RECEIVING -> SENDING
- M0_NET_QT_ACTIVE_BULK_RECV callback
  - bulk buffer was successfully received from the test client.
RECEIVING -> FAILED
- M0_NET_QT_MSG_RECV callback
  - addition to the active bulk receive queue failed.
- M0_NET_QT_ACTIVE_BULK_RECV callback
  - bulk buffer receiving failed.
SENDING -> TRANSFERRED
- M0_NET_QT_ACTIVE_BULK_SEND callback
  - bulk buffer was successfully sent to the test client.
SENDING -> FAILED
- M0_NET_QT_ACTIVE_BULK_RECV callback
  - addition to the active bulk send queue failed.
- M0_NET_QT_ACTIVE_BULK_SEND callback
  - active bulk sending failed.
TRANSFERRED -> UNUSED
- node_bulk_state_transition_auto_all()
  - stats: increase total number of number messages
FAILED -> UNUSED
- node_bulk_state_transition_auto_all()
  - stats: increase total number of test messages and number of failed messages
BADMSG -> UNUSED
- node_bulk_state_transition_auto_all()
  - stats: increase total number of test messages and number of bad messages

Test Console

Misc

Typed variables are used to store configuration.
Configuration variables are set in m0_net_test_config_init(). They should be never changed in other place.
m0_net_test_stats is used for keeping some data for sample, based on which min/max/average/standard deviation can be calculated.
m0_net_test_network_(msg/bulk)_(send/recv)_* is a wrapper around m0_net. This functions use m0_net_test_ctx as containter for buffers, callbacks, endpoints and transfer machine. Buffer/endpoint index (int in range [0, NR), where NR is number of corresponding elements) is used for selecting buffer/endpoint structure from m0_net_test_ctx.
All buffers are allocated in m0_net_test_network_ctx_init().
Endpoints can be added after m0_net_test_network_ctx_init() using m0_net_test_network_ep_add().

State Specification

Threading and Concurrency Model

Configuration is not protected by any synchronization mechanism. Configuration is not intended to change after initialization, so no need to use synchronization mechanism for reading configuration.
struct m0_net_test_stats is not protected by any synchronization mechanism.
struct m0_net_test_ctx is not protected by any synchronization mechanism.

NUMA optimizations

Configuration is not intended to change after initial initialization, so cache coherence overhead will not exists.
One m0_net_test_stats per locality can be used. Summary statistics can be collected from all localities using m0_net_test_stats_add_stats() only when it needed.
One m0_net_test_ctx per locality can be used.

■ **DATA SHOWN**
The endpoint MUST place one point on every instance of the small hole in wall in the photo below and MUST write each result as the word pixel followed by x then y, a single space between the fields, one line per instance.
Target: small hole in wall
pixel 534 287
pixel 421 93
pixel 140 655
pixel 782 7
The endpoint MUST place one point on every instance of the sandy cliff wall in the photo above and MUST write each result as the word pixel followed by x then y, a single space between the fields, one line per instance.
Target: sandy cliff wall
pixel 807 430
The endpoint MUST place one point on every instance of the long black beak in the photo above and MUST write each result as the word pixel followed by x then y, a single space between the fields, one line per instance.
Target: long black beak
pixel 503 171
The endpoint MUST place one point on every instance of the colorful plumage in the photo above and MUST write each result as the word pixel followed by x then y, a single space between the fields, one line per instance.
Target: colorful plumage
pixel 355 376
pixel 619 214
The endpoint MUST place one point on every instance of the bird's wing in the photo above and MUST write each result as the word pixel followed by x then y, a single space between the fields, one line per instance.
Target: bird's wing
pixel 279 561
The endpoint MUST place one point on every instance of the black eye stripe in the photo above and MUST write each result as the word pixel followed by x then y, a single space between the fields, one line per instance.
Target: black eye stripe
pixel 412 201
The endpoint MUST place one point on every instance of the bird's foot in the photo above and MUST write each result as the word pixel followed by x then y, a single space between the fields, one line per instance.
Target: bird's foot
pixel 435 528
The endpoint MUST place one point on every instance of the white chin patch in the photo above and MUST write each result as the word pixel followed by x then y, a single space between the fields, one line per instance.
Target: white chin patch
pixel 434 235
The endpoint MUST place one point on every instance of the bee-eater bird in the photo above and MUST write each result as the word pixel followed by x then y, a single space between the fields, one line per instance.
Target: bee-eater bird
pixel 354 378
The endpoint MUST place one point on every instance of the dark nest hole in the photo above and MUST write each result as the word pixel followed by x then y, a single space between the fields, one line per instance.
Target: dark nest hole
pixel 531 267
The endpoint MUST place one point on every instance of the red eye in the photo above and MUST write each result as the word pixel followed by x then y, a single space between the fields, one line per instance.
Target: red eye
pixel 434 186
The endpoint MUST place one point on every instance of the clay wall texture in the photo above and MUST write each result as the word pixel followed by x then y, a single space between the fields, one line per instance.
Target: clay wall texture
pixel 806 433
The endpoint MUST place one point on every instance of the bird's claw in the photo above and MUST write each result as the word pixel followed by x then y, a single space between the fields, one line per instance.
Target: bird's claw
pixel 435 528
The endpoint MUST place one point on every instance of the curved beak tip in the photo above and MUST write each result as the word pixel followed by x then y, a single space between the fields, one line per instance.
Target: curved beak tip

■ **DIRECTIVES**
a - Render this sentence from the network test design notes in Spanish: "Endpoints can be added after m0_net_test_network_ctx_init() using m0_net_test_network_ep_add()."
b - Pick up the network test design notes after their final line and keep writing them.

■ **RESPONSES FOR EACH TASK**
a - Los endpoints pueden agregarse después de m0_net_test_network_ctx_init() mediante m0_net_test_network_ep_add().

b -
Conformance

I.m0.net.self-test.statistics user-space LNet implementation is used to collect statistics from all nodes.
I.m0.net.self-test.statistics.live user-space LNet implementation is used to perform statistics collecting from the all nodes with some interval.
I.m0.net.self-test.test.ping latency is automatically measured for all messages.
I.m0.net.self-test.test.bulk used messages with additional data.
I.m0.net.self-test.test.bulk.integrity.no-check bulk messages additional data isn't checked.
I.m0.net.self-test.test.duration.simple end user is able to specify how long a test should run, by loop - see Test console command line parameters.
I.m0.net.self-test.kernel test client/server is implemented as a kernel module.

Unit Tests

Test:

Ping message send/recv over loopback device.

Concurrent ping messages send/recv over loopback device.

Bulk active send/passive receive over loopback device.

Bulk passive send/active receive over loopback device.

Statistics for sample with one value.

Statistics for sample with ten values.

Merge two m0_net_test_stats structures with m0_net_test_stats_add_stats()

Script for tool ping/bulk testing with two test nodes.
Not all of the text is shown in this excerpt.